» **STATED TASK**:
Reproduce every row below verbatim, keeping each line in its original order.

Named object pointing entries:
•••••

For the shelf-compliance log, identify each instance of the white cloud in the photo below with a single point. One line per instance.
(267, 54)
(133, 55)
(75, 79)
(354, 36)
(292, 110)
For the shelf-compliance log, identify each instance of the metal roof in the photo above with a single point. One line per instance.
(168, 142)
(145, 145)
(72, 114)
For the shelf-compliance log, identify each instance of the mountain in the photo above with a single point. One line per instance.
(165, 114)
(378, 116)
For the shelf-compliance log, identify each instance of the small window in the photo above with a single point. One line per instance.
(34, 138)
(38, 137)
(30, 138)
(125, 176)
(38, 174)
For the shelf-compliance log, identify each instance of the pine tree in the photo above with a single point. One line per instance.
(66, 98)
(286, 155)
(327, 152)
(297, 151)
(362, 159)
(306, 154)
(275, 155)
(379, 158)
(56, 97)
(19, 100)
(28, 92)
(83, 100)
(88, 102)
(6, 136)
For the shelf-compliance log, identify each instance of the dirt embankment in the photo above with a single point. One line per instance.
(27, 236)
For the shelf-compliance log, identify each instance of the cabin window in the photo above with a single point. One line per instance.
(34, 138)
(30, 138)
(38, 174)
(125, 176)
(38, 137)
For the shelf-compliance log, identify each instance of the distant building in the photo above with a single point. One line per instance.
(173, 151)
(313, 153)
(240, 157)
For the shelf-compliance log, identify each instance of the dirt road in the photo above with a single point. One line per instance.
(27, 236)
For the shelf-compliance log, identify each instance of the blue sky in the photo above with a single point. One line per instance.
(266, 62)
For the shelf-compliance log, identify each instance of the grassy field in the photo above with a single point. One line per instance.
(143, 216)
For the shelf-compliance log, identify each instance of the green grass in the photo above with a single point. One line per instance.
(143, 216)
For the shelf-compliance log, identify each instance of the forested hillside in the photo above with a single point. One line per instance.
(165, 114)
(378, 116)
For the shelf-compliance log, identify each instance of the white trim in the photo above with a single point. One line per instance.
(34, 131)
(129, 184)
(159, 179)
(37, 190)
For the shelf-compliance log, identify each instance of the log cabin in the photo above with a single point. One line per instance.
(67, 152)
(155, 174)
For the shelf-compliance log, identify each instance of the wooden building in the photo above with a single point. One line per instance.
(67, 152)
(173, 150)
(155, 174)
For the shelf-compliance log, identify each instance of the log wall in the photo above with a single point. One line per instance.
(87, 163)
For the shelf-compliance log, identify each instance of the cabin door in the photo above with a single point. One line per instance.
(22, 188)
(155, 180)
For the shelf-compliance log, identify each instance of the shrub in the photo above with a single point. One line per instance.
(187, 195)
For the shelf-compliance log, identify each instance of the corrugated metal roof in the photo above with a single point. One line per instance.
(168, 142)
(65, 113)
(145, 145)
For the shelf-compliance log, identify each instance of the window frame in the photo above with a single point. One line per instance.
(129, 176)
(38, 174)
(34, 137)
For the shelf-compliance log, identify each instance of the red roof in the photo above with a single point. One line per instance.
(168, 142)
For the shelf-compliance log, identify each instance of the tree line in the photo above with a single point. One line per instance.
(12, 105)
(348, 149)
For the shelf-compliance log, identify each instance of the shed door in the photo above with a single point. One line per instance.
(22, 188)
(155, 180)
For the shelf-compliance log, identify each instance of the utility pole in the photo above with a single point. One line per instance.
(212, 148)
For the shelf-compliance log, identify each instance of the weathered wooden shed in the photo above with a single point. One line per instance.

•••••

» **RESULT FOR THIS EXERCISE**:
For the shelf-compliance log, identify each instance of the white cloud in the photo below with a single point. One line per instance.
(267, 54)
(133, 55)
(75, 79)
(354, 36)
(292, 110)
For the shelf-compliance log, identify each instance of the metal roof in the photo above with a single point. One line per instance.
(168, 142)
(145, 145)
(72, 114)
For the shelf-compliance log, identify each instance of the mountain in the photo above with a single point. One line per instance.
(165, 114)
(378, 116)
For the shelf-compliance log, identify each instance of the small window in the photo above with a single point. One line per instance.
(34, 138)
(38, 137)
(30, 138)
(125, 176)
(38, 174)
For the shelf-compliance log, identify each instance of the pine tree in the photo above with a single point. One line per instance.
(66, 98)
(286, 155)
(327, 152)
(297, 151)
(362, 159)
(306, 154)
(275, 155)
(379, 158)
(56, 97)
(19, 100)
(28, 92)
(83, 100)
(88, 102)
(6, 136)
For the shelf-compliance log, identify each instance of the dirt embankment in the photo above with a single point. One line per instance.
(27, 236)
For the shelf-compliance log, identify each instance of the cabin window in the photo above with a single point. One line per instance.
(34, 138)
(30, 138)
(38, 174)
(125, 176)
(38, 137)
For the shelf-compliance log, identify each instance of the distant building in the photo above with a single point. One line per instance.
(173, 151)
(313, 153)
(240, 157)
For the shelf-compliance log, identify each instance of the dirt road in the photo above with a single point. One line per instance.
(27, 236)
For the shelf-compliance log, identify each instance of the blue sky in the photo above with a single point. One line per instance.
(266, 62)
For the shelf-compliance log, identify each instance of the grassy field in the photo above with a single point. One line per instance.
(143, 216)
For the shelf-compliance log, identify each instance of the green grass in the photo above with a single point. One line per instance.
(143, 216)
For the shelf-compliance log, identify each instance of the forested hillside in the photo above with a single point. One line per instance.
(165, 114)
(378, 116)
For the shelf-compliance log, identify each instance of the white trim in the photo above with a single point. One line per instance.
(34, 131)
(129, 184)
(159, 179)
(37, 190)
For the shelf-compliance log, identify each instance of the log cabin in the photo above with a single point. One line per instance.
(67, 152)
(155, 174)
For the shelf-compliance log, identify each instance of the wooden building in the photo above with a single point. One line per instance.
(67, 152)
(173, 150)
(155, 174)
For the shelf-compliance log, identify each instance of the log wall in the photo above with a single point. One line per instance.
(87, 163)
For the shelf-compliance log, identify each instance of the cabin door in the photo above with a single point. One line per instance.
(22, 188)
(155, 180)
For the shelf-compliance log, identify each instance of the shrub in the photo above with a single point. One line per instance.
(187, 195)
For the shelf-compliance log, identify each instance of the corrugated metal roof in the photo above with a single point. One line per instance.
(168, 142)
(65, 113)
(145, 145)
For the shelf-compliance log, identify each instance of the window frame in the photo above with a single point. One line per instance.
(129, 176)
(38, 174)
(34, 137)
For the shelf-compliance log, identify each instance of the red roof in the photo above with a single point. One line per instance.
(168, 142)
For the shelf-compliance log, identify each instance of the tree line in the photo above with a single point. One line per instance.
(12, 105)
(348, 149)
For the shelf-compliance log, identify each instance of the shed door in the photo above with a single point. One line per instance.
(22, 188)
(155, 180)
For the shelf-compliance log, identify each instance of the utility pole in the photo above with a single point. One line per instance.
(212, 148)
For the shelf-compliance log, identify each instance of the weathered wooden shed in the photo above with a single point. One line per instance.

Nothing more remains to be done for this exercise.